- **Your instructions**
Every entry that follows should be reproduced exactly.

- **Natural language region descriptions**

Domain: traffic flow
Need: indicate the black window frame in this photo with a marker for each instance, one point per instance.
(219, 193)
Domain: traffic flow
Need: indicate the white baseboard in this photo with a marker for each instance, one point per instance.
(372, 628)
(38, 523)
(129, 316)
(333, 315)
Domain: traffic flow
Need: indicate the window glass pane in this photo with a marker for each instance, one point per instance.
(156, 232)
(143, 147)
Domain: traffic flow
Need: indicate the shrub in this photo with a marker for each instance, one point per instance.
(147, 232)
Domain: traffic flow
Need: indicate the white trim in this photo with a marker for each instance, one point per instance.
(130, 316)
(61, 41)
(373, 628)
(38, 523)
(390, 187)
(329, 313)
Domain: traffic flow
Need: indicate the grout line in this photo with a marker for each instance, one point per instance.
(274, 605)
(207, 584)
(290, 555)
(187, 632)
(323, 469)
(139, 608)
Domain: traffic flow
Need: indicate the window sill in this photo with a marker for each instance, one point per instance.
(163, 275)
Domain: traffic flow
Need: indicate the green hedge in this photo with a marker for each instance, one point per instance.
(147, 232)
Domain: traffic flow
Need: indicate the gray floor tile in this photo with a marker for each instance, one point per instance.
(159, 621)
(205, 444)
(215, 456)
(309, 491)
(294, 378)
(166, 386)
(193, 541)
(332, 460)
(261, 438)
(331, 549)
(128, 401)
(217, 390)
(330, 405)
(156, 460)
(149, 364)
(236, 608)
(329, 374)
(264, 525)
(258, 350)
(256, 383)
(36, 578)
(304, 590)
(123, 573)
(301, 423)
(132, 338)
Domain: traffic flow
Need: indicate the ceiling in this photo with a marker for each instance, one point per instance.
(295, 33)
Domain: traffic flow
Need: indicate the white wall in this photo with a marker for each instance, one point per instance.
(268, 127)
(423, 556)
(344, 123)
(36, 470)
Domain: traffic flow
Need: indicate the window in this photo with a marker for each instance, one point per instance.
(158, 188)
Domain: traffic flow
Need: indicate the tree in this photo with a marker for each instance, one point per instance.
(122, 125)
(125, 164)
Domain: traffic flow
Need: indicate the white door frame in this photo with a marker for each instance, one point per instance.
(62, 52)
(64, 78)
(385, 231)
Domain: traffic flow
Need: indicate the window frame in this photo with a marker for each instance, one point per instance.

- **Written reply**
Domain: traffic flow
Need: indicate the black window frame in this photo with a marker for each instance, one point per instance.
(219, 193)
Domain: traffic flow
Need: indicate the white baseboard in this photo with a marker for each instance, one point per instance.
(372, 628)
(38, 523)
(129, 316)
(333, 315)
Domain: traffic flow
Need: indicate the window glass pane in this photo with a marker for each instance, one point per instance.
(156, 232)
(143, 147)
Domain: traffic flow
Need: indicate the shrub in this photo with a marker for each instance, one point per instance.
(147, 232)
Domain: traffic flow
Need: indicate the white trim in this photo with a marker for each instance, one point per instance.
(130, 316)
(61, 41)
(373, 628)
(38, 523)
(390, 187)
(329, 313)
Domain: traffic flow
Need: indicate the grout line in this photo with a marker for each instance, one point per instance.
(274, 605)
(207, 584)
(290, 555)
(187, 632)
(323, 469)
(139, 608)
Domain: traffic flow
Need: indicate the window sill in this photo with a marker for each instance, one point per instance.
(163, 275)
Domain: traffic flow
Need: indicate the green hedge in this photo with a marker for each instance, one point per instance.
(147, 232)
Domain: traffic flow
Need: indicate the gray floor tile in this photo with a marker for each instance, one point per instance.
(159, 621)
(205, 444)
(215, 456)
(309, 491)
(294, 378)
(166, 386)
(193, 541)
(332, 460)
(261, 438)
(331, 549)
(128, 401)
(217, 390)
(330, 405)
(156, 460)
(149, 364)
(236, 608)
(329, 374)
(264, 525)
(258, 350)
(256, 383)
(36, 578)
(304, 590)
(123, 573)
(301, 423)
(132, 338)
Domain: traffic flow
Need: indicate the ceiling in this photo with a marker for each instance, one point per instance.
(295, 33)
Domain: traffic flow
Need: indicate the white wall in this photo with a marker for each instance, one point per instance.
(268, 127)
(423, 556)
(344, 123)
(36, 470)
Domain: traffic flow
Need: indicate the window in this photo with a marker for each instance, one point per instance.
(158, 188)
Domain: traffic flow
Need: indicate the tree in this photo with a marker for each instance, one point per instance.
(122, 125)
(125, 164)
Domain: traffic flow
Need: indicate the white door frame in this photo with a marker for each instance, one point per instance.
(62, 52)
(64, 78)
(385, 231)
Domain: traffic flow
Need: indicate the window frame in this photo with a marker for each instance, one point per instance.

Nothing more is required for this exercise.